● **Pointing entries for named objects**:
--- start ---
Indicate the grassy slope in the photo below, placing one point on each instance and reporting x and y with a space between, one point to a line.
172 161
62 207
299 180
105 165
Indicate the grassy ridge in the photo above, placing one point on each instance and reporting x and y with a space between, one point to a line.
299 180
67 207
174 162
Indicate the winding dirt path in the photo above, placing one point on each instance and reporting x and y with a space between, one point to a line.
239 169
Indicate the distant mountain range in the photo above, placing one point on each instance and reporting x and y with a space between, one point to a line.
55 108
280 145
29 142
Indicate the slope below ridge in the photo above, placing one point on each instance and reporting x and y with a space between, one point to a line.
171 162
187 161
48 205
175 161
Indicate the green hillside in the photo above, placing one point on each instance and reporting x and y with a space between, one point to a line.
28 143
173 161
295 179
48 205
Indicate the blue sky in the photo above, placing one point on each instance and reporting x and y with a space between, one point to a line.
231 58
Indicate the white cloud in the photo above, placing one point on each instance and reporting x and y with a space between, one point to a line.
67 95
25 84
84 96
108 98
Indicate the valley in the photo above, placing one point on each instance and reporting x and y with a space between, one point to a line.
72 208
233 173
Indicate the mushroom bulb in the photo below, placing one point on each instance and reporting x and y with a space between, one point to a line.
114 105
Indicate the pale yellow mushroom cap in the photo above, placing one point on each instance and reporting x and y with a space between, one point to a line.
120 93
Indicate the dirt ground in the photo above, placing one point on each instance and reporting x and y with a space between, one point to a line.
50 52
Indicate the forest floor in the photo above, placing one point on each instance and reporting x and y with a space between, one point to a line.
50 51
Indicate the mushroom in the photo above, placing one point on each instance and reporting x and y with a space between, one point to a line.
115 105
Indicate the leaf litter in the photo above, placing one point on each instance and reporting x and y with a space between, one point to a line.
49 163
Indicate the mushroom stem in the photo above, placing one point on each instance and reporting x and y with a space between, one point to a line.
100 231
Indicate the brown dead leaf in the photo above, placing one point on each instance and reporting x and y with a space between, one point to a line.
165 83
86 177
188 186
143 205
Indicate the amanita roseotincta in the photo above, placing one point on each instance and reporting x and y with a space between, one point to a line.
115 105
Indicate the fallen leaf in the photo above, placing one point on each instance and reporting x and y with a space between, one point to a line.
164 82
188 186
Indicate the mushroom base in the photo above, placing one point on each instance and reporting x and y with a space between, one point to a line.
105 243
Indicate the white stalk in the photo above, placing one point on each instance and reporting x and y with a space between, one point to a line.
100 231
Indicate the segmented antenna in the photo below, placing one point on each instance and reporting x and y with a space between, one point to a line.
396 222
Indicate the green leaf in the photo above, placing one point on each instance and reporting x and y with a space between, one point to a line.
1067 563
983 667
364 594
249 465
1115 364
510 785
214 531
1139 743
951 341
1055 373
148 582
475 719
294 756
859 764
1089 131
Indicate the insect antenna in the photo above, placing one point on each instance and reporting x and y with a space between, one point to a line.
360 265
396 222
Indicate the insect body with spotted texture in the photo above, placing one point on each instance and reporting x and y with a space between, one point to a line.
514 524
--- end ---
● **Task brief**: Write out all of the records above again, line for line, without changing anything.

● **Solved problem**:
Indicate the grassy slope in the photo below, placing one point on each instance and reporting x and y with a space between, one point to a line.
172 161
62 207
299 180
105 165
Indicate the grassy ridge in the photo above, placing one point on each instance and reporting x and y with a space between, one point to a line.
299 180
67 207
174 162
Indicate the winding dirt path in the photo above, placing one point on each instance and reporting x and y with a space between, one point to a line.
239 169
Indicate the distant mountain range in the photo above, placing one point on each instance and reporting x and y with a space between, one point to a line.
55 108
280 145
29 142
Indicate the slope below ridge in the photo above, placing one point on each instance and reporting x and y with a space between, one point to a line.
171 162
187 161
48 205
175 161
Indicate the green hillside in the photo above, placing one point on each instance and reporting x and y with a space between, one point to a line.
28 143
173 161
295 179
48 205
Indicate the blue sky in the photo above, placing one point on each instance and reporting x and y with a space between, one point to a line.
231 58
Indicate the white cloud in the photo above, placing one point on each instance and reporting x and y with a space between, one point to a line.
67 95
25 84
84 96
108 98
Indicate the valley in the photo above, placing one point on each instance and reporting x and y with a space between, one point to a line.
72 208
233 173
Indicate the mushroom bulb in the photo below, placing one point on each instance and reporting x and y with a space between, one point to a line.
114 105
Indicate the pale yellow mushroom cap in the photo above, placing one point on each instance and reporting x and y with a space between, one point to a line.
120 93
Indicate the dirt ground in the photo above, placing one point on each instance and reporting x and y with a space between, one point to a line.
50 52
Indicate the forest floor in the photo above, placing one point on each instance and reporting x and y with a space between, one point to a line.
50 51
Indicate the mushroom in the photo above, placing one point on each instance and reporting x and y with a space between, one point to a line.
115 105
Indicate the leaf litter in the photo above, placing one point on each instance and reporting x and y with a space between, one point to a line.
49 163
Indicate the mushroom stem in the photo above, placing one point on each instance and reporting x and y with a space between, one point to a line.
100 231
Indicate the brown dead leaf in the photo above, placing one point on each instance and reporting x and y with a space between, one point to a line.
165 83
86 177
188 186
143 205
Indicate the amanita roseotincta in the photo above, placing one point on each instance and reporting x and y with a space between, one point to a line.
115 105
Indicate the fallen leaf in the photo above, placing one point on each instance and reporting x and y with a space between, one point to a line.
164 82
188 186
Indicate the mushroom base in the photo above, placing one point on each instance and reporting x and y with a space between, one point to a line.
105 243
Indicate the white stalk in the photo above, placing one point on each instance and reporting x and y with a space between, one point to a line.
100 231
Indicate the segmented antenna in the photo below, placing one point on each instance and reporting x and y with a space between, one point to a line.
396 222
Indicate the green leaf in the photo above, placing one point on each instance and reporting x and y with a space between, one point to a line.
1067 563
983 667
364 594
249 465
1115 364
510 785
214 531
1139 743
951 341
1055 373
148 582
475 719
294 756
859 764
1089 131
Indicate the insect antenna in the photo above, placing one point on each instance and reporting x and y with a space between, one point to a line.
360 265
396 222
Indicate the insect body with spotted texture in the photo above, placing one point on each instance and reporting x and y with a space between, one point to a line.
514 524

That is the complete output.